Saved entries

_ _ _

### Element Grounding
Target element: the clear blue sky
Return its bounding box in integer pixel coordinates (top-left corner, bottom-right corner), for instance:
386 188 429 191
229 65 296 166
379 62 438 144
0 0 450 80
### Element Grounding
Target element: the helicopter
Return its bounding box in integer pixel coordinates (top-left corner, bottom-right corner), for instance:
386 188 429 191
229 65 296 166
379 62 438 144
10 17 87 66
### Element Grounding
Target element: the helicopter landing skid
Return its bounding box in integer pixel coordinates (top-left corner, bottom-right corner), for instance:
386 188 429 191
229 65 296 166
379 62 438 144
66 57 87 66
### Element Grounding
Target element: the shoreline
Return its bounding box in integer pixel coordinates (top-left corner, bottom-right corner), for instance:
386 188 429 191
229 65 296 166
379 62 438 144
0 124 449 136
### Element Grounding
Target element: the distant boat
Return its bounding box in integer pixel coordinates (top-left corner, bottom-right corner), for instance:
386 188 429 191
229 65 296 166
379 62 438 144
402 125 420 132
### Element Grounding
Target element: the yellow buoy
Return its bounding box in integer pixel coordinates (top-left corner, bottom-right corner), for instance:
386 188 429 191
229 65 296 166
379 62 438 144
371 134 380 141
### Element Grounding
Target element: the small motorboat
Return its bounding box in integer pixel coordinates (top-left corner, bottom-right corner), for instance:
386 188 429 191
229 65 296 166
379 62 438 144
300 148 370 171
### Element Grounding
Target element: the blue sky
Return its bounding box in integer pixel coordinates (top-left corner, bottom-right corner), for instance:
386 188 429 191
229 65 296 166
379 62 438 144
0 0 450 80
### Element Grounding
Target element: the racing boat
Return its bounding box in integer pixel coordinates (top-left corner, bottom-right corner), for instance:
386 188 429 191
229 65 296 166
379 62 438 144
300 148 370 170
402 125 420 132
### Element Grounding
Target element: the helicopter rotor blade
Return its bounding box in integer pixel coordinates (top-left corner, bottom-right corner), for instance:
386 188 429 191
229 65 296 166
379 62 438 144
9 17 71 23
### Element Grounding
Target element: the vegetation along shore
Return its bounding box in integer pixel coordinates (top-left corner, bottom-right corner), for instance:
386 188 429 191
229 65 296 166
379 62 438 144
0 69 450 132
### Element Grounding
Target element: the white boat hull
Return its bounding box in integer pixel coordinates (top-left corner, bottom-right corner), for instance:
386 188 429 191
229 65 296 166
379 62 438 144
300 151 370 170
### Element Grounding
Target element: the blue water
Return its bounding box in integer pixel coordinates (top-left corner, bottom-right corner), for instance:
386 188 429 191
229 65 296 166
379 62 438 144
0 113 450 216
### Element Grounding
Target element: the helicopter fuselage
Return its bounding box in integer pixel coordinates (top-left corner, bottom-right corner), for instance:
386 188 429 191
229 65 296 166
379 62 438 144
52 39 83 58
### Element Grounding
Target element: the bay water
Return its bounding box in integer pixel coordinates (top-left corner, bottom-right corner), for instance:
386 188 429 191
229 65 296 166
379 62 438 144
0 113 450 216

_ _ _

**The task**
Render each line of the material above as a Markdown table with two columns, Row and Line. Number the rows in order and omit any blank lines.

**Task output**
| Row | Line |
|---|---|
| 1 | ### Element Grounding |
| 2 | Target element: the clear blue sky |
| 3 | Return its bounding box in integer pixel coordinates (top-left corner, bottom-right corner), for instance: |
| 4 | 386 188 429 191 |
| 5 | 229 65 296 166 |
| 6 | 379 62 438 144 |
| 7 | 0 0 450 80 |
| 8 | ### Element Grounding |
| 9 | Target element: the helicopter |
| 10 | Return its bounding box in integer pixel coordinates (top-left corner, bottom-right corner), for instance: |
| 11 | 386 188 429 191 |
| 12 | 229 65 296 166 |
| 13 | 379 62 438 144 |
| 14 | 10 17 87 66 |
| 15 | ### Element Grounding |
| 16 | Target element: the helicopter landing skid |
| 17 | Return its bounding box in integer pixel coordinates (top-left corner, bottom-right corner), for instance: |
| 18 | 386 188 429 191 |
| 19 | 229 65 296 166 |
| 20 | 379 62 438 144 |
| 21 | 66 57 87 66 |
| 22 | ### Element Grounding |
| 23 | Target element: the shoreline |
| 24 | Return its bounding box in integer pixel coordinates (top-left corner, bottom-right corner), for instance: |
| 25 | 386 188 429 191 |
| 26 | 229 65 296 166 |
| 27 | 379 62 438 144 |
| 28 | 0 124 449 136 |
| 29 | ### Element Grounding |
| 30 | Target element: the distant boat |
| 31 | Return its bounding box in integer pixel coordinates (top-left corner, bottom-right corner), for instance: |
| 32 | 386 188 429 191 |
| 33 | 229 65 296 166 |
| 34 | 379 62 438 144 |
| 35 | 402 125 420 132 |
| 36 | ### Element Grounding |
| 37 | Target element: the yellow buoy |
| 38 | Return its bounding box in integer pixel coordinates (top-left corner, bottom-right corner), for instance: |
| 39 | 386 188 429 191 |
| 40 | 229 65 296 166 |
| 41 | 379 62 438 144 |
| 42 | 371 134 380 141 |
| 43 | ### Element Grounding |
| 44 | Target element: the small motorboat |
| 45 | Return its bounding box in integer pixel coordinates (top-left corner, bottom-right corner), for instance: |
| 46 | 386 188 429 191 |
| 47 | 229 65 296 166 |
| 48 | 379 62 438 144 |
| 49 | 300 148 370 171 |
| 50 | ### Element Grounding |
| 51 | Target element: the blue sky |
| 52 | Return its bounding box in integer pixel coordinates (top-left corner, bottom-right corner), for instance: |
| 53 | 386 188 429 191 |
| 54 | 229 65 296 166 |
| 55 | 379 62 438 144 |
| 56 | 0 0 450 80 |
| 57 | ### Element Grounding |
| 58 | Target element: the racing boat |
| 59 | Return its bounding box in integer pixel coordinates (top-left corner, bottom-right corner), for instance: |
| 60 | 386 188 429 191 |
| 61 | 229 65 296 166 |
| 62 | 379 62 438 144 |
| 63 | 300 148 370 170 |
| 64 | 402 125 420 132 |
| 65 | ### Element Grounding |
| 66 | Target element: the helicopter rotor blade |
| 67 | Return its bounding box in integer pixel coordinates (top-left corner, bottom-right corner), for instance: |
| 68 | 386 188 429 191 |
| 69 | 229 65 296 166 |
| 70 | 379 62 438 144 |
| 71 | 9 17 71 23 |
| 72 | ### Element Grounding |
| 73 | Target element: the vegetation along shore |
| 74 | Return its bounding box in integer pixel coordinates (top-left corner, bottom-right corner), for instance: |
| 75 | 386 188 429 191 |
| 76 | 229 65 296 166 |
| 77 | 379 62 438 144 |
| 78 | 0 69 450 132 |
| 79 | ### Element Grounding |
| 80 | Target element: the white boat hull |
| 81 | Return its bounding box in integer pixel coordinates (top-left corner, bottom-right corner), for instance: |
| 82 | 386 188 429 191 |
| 83 | 229 65 296 166 |
| 84 | 379 62 438 144 |
| 85 | 300 151 370 170 |
| 86 | ### Element Grounding |
| 87 | Target element: the blue water |
| 88 | Return its bounding box in integer pixel coordinates (top-left corner, bottom-right corner), for instance: |
| 89 | 386 188 429 191 |
| 90 | 229 65 296 166 |
| 91 | 379 62 438 144 |
| 92 | 0 113 450 216 |
| 93 | ### Element Grounding |
| 94 | Target element: the helicopter fuselage |
| 95 | Return its bounding box in integer pixel coordinates (top-left corner, bottom-right corner), for instance: |
| 96 | 386 188 429 191 |
| 97 | 229 65 296 166 |
| 98 | 379 62 438 144 |
| 99 | 52 39 83 58 |
| 100 | ### Element Grounding |
| 101 | Target element: the bay water |
| 102 | Return its bounding box in integer pixel coordinates (top-left corner, bottom-right corner), for instance: |
| 103 | 386 188 429 191 |
| 104 | 229 65 296 166 |
| 105 | 379 62 438 144 |
| 106 | 0 113 450 216 |